- **Selected excerpt**:
Is specific technological progress predictable?
- If technological change is not deterministic, then it
isn't going to be predictable.
- it doesn't follow a predetermined path--instead
technologies are shaped by the wants and needs of
society
- its impact on society is also
unpredictable--different societies can decide to use the
same technologies in different ways
- The most important inventions often aren't at first
recognized as invention--people need time to decide how
they want to use them
- consumer response matters as much as invention
- It is worth thinking more carefully about prediction
because we are going to have to try to do it (eg. business
forecasts) even if it is theoretically impossible to
always be right.
If predicting future technology is a mess, how do we say
anything useful about it?
- we need to both for business and to head off
problems early
First divide it into smaller issues, different kinds of
predictions:
prediction
|
inventor, utopian
writer
|
fundamentally new
devices
|
long term
|
forecasting
|
engineers,
entrepreneurs
|
improvements on
existing technology
|
less than 10 years
|
projection
|
designers, marketers
|
new
models
|
less than 3 years
|
Nye p. 34
Predictions are stories even if they aren't published as
science fiction stories (another example of seeing technology
as narrative to understand how we relate to technology)
- The goal is to persuade people to believe the
forecasts and take some action (eg. buy my product)

- **Extracted entries**:
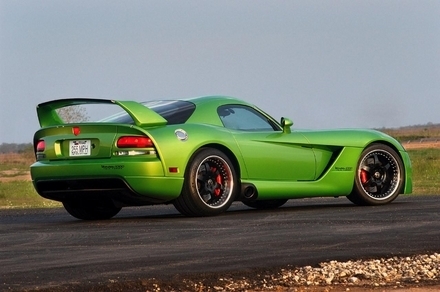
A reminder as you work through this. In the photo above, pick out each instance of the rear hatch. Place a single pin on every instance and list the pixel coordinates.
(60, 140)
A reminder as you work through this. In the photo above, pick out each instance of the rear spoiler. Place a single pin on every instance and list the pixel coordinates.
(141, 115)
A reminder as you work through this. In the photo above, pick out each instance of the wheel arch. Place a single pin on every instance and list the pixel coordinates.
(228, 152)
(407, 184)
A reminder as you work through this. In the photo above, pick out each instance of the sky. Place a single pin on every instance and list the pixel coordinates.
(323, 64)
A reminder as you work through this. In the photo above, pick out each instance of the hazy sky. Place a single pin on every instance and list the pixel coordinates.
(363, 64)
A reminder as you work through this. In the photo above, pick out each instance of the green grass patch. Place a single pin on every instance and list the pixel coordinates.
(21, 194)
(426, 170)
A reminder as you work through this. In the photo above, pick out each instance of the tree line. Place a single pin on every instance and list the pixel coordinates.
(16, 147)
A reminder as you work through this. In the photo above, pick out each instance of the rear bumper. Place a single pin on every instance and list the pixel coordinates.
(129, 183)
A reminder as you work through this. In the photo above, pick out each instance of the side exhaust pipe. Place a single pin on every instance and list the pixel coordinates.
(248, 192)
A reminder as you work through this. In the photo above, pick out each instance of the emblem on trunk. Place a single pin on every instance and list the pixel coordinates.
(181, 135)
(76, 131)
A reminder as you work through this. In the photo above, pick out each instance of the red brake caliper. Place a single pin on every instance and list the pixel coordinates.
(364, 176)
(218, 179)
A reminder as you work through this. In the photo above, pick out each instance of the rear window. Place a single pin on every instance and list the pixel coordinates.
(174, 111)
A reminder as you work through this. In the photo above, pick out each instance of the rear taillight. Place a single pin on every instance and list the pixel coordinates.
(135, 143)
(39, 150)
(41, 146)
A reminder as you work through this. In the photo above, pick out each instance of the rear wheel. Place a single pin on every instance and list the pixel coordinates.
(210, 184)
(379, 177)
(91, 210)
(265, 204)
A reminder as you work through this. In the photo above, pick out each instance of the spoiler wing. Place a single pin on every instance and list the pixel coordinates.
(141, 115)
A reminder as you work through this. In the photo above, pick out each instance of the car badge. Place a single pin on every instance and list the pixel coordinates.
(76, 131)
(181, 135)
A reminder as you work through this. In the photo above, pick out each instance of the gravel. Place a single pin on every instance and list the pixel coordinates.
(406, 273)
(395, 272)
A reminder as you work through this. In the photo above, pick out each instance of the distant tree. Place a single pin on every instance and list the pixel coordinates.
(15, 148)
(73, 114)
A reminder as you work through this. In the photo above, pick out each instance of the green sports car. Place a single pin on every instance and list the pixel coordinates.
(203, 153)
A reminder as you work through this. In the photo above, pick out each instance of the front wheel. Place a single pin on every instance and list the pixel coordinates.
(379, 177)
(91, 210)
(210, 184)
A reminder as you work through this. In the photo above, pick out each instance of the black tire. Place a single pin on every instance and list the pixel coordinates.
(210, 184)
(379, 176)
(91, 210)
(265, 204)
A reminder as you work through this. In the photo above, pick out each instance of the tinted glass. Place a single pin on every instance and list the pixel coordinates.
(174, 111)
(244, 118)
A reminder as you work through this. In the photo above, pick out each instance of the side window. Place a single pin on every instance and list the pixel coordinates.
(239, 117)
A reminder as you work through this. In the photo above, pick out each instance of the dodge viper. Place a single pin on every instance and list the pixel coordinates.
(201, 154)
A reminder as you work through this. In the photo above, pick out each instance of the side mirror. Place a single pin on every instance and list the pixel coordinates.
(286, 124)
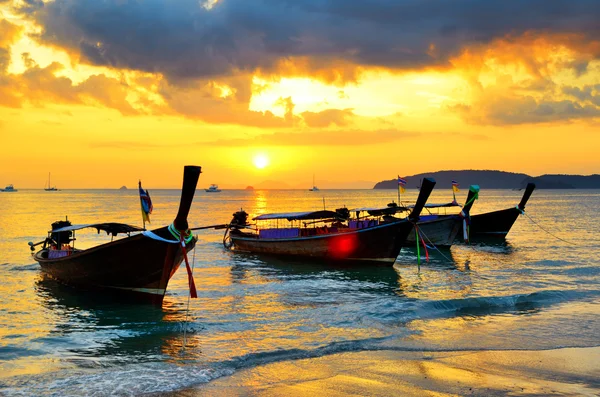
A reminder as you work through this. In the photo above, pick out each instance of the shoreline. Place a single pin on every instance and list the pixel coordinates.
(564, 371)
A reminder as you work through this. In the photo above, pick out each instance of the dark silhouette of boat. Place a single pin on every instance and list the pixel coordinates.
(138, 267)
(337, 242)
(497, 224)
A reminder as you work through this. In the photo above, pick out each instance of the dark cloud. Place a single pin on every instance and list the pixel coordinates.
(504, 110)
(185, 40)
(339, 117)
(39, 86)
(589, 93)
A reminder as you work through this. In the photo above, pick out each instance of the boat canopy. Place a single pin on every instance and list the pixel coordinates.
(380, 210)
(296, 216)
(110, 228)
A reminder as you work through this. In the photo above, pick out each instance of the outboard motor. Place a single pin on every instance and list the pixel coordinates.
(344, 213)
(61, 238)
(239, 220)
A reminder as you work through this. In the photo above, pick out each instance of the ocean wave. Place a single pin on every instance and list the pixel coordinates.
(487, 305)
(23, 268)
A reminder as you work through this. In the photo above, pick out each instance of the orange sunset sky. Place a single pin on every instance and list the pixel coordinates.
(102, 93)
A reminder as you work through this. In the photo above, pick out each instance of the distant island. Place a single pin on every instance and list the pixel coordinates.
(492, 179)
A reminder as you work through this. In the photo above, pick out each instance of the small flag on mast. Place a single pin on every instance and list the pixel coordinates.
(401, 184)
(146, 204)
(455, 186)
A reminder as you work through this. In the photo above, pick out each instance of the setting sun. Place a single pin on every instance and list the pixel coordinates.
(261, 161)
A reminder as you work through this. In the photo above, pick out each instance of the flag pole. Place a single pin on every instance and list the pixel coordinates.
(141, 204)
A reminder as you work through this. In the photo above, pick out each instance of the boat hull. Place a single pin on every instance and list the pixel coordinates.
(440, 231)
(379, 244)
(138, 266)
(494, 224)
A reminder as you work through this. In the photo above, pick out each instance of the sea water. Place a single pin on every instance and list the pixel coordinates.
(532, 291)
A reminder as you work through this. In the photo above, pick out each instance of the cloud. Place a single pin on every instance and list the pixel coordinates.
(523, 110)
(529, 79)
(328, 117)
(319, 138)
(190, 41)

- **Given exercise A**:
Do these statements agree with the notes on technological prediction? For each, answer yes or no and quote the words from the notes that decide it.
(i) Consumer response matters less than invention.
(ii) Different societies can use the same technologies in different ways.
(iii) Predictions count as stories only when they are published as science fiction.
- **Given exercise B**:
Continue the notes on technological prediction from the point where they end.

- **Expected answer A**:
(i) No: "consumer response matters as much as invention"
(ii) Yes: "different societies can decide to use the same technologies in different ways"
(iii) No: "Predictions are stories even if they aren't published as science fiction stories"

- **Expected answer B**:
- a prediction (or forecast) can be a self-fulfilling
prophecy--convince people that something is going to
happen and it will
- testing whether there will be support for a new
product
- Are people yet convinced enough about the
predictions of global warming to take some action? (eg.
pass laws to limit carbon dioxide emissions)
- can fundamentally new technologies ever be
anticipated?
- technology push--new technologies that no one
expected
- demand pull--new technology that meets a clear need
The problem of weather forecasting: it is easy to predict
that a trend will continue, harder to predict new directions
- In the 1970s a Harvard professor predicted the
weather more accurately than the weather bureau simply by
predicting each day that the weather would be the same as
the day before. The chart to the right is from a
2015 book, at which point persistence was no longer better
than the commercial forecast
- Problem is, when things follow a trend that isn't
very interesting--what is useful but much harder to do is
predicting when the trend will change
- hardest is when a radically new way of using a
technology comes along, such as the radical shift to the
personal computer
- people in big companies often miss new possibilities,
it is outsiders who come up with something really new
it is fairly easy to predict that someone
will continue to follow a trend
it is harder to predict when the trend will
change
Bad
predictions cost us in wasted investment and careers. If
we look at the pattern of bad predictions we can perhaps see
how to do better. (source: Herb Brody,
"Great Expectations: Why Technological Predictions Go Awry"
Albert H. Teich,
Technology and the Future, sixth
edition (New York: St. Martin's Press, 1993).)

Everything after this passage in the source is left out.